INSTRUCTION —
Pull out each line in the listing below that contains the word "roof". Case counts.

# start of DATA FOR THIS EXERCISE

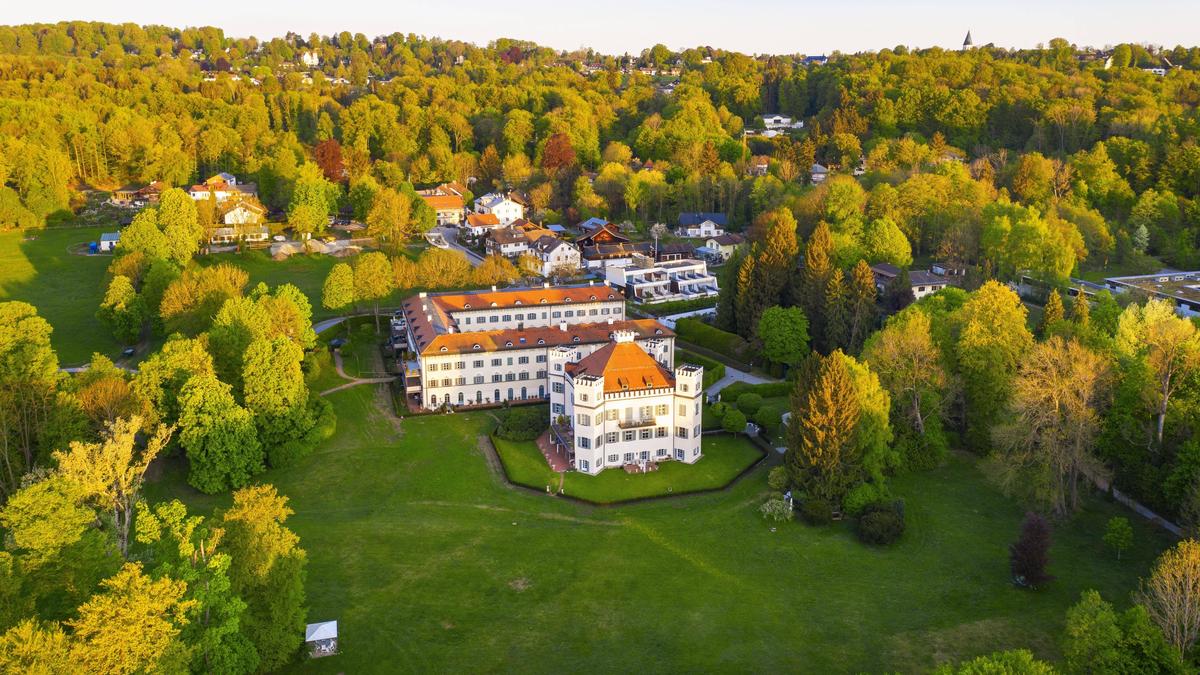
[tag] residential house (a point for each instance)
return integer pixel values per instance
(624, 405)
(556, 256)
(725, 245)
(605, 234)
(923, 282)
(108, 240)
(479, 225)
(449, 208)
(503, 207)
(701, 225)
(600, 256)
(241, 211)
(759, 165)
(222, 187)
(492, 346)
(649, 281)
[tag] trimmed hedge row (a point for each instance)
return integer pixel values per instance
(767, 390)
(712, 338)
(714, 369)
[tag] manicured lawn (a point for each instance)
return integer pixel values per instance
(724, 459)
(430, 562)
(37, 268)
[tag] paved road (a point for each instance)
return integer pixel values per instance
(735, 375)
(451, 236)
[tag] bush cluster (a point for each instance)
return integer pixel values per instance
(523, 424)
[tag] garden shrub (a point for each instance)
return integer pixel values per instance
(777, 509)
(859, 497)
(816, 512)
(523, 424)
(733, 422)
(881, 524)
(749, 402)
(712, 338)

# end of DATA FOR THIS EXERCISE
# start of DATA FOR THIS EXERCISE

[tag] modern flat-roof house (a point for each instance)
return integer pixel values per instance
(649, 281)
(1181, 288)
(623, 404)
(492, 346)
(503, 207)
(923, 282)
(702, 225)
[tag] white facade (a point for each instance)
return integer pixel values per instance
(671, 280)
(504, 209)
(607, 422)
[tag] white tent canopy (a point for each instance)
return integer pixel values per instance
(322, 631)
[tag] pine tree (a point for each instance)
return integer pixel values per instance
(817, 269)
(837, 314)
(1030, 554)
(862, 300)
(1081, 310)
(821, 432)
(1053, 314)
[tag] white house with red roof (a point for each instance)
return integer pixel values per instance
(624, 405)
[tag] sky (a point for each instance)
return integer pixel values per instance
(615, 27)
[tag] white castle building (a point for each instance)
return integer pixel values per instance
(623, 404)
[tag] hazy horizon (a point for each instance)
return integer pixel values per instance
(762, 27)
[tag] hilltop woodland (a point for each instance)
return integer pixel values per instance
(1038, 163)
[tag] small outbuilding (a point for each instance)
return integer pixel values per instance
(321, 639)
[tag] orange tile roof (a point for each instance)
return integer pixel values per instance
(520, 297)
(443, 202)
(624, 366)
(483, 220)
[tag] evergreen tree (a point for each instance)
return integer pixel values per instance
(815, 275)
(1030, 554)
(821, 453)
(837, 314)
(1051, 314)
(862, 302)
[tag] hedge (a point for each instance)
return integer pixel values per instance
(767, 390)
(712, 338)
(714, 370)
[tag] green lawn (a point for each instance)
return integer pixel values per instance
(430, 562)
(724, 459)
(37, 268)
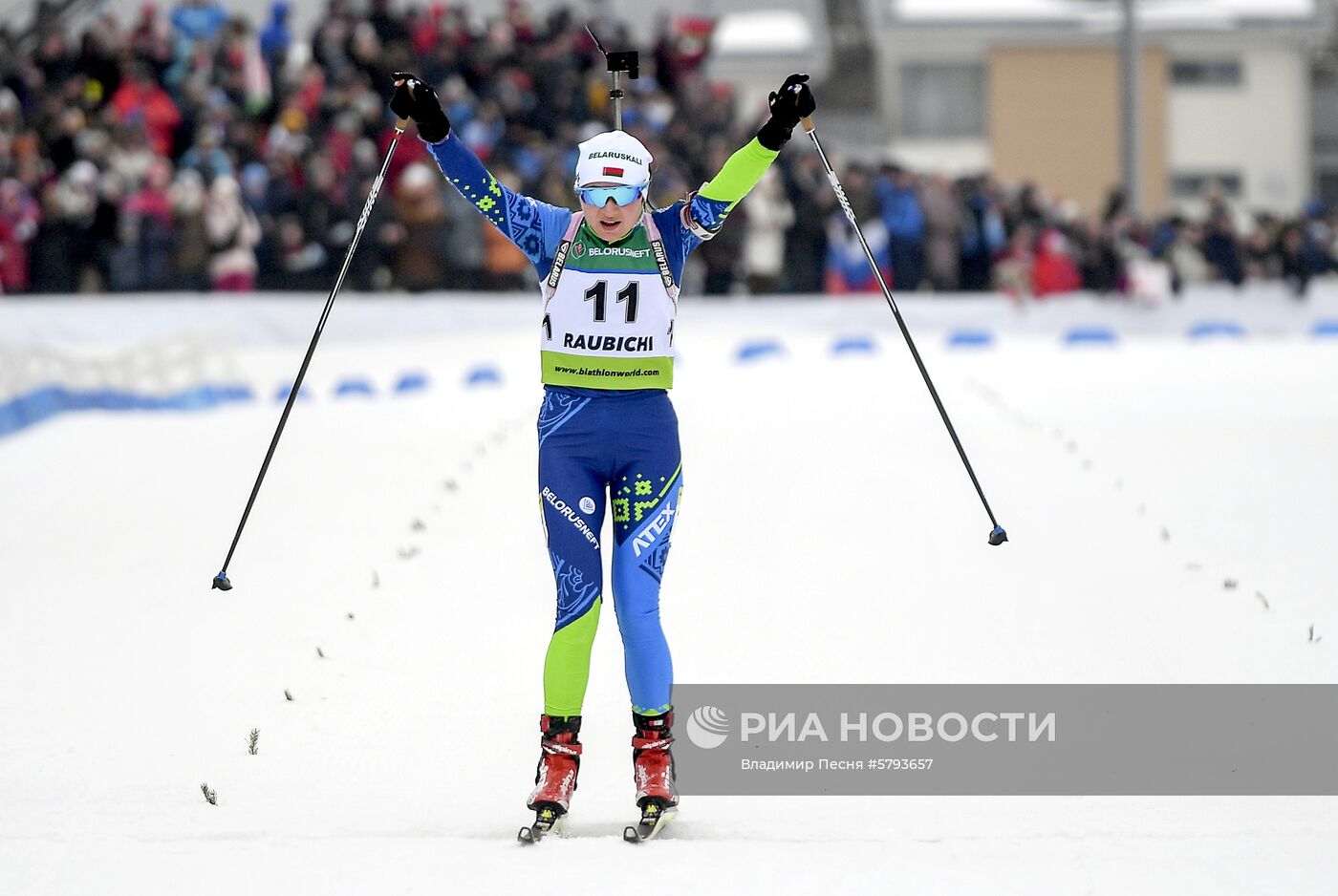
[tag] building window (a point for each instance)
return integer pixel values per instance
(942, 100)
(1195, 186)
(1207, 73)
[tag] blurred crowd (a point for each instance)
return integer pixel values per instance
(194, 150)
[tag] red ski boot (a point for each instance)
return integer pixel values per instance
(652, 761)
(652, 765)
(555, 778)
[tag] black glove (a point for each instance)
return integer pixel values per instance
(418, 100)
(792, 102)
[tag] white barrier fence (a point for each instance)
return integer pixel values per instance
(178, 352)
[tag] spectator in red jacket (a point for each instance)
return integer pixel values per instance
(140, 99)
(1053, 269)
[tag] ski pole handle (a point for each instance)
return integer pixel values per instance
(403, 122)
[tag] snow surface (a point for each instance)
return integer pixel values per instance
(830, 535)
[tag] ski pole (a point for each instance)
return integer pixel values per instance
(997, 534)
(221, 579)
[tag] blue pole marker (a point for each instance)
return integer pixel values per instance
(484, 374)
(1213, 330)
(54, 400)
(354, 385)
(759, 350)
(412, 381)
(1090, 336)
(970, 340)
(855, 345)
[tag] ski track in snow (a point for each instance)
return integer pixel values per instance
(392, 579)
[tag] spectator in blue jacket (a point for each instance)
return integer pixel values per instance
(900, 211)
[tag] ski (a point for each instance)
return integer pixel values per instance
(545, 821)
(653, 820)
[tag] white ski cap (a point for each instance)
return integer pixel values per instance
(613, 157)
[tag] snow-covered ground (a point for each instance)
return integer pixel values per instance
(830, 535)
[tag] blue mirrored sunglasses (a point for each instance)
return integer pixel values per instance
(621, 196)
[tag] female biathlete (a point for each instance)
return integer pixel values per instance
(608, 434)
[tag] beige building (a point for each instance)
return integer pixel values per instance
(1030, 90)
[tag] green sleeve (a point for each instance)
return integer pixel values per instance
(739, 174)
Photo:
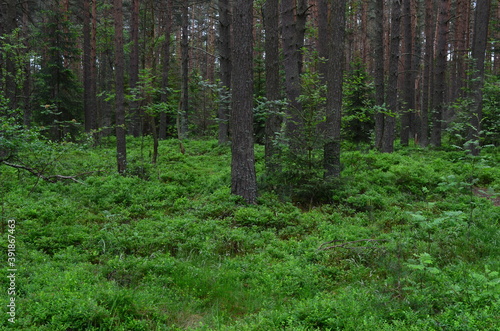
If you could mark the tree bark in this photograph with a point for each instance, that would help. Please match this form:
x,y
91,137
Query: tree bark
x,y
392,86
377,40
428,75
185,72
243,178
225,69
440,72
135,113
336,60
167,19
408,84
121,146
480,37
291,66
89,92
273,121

# end of DATA FOR THIS EXERCISE

RESULT OF THE TASK —
[tag] modern flat-roof house (a point for each instance)
[tag] white house with red roof (a point for each instance)
[tag] orange tile roof (a point for each instance)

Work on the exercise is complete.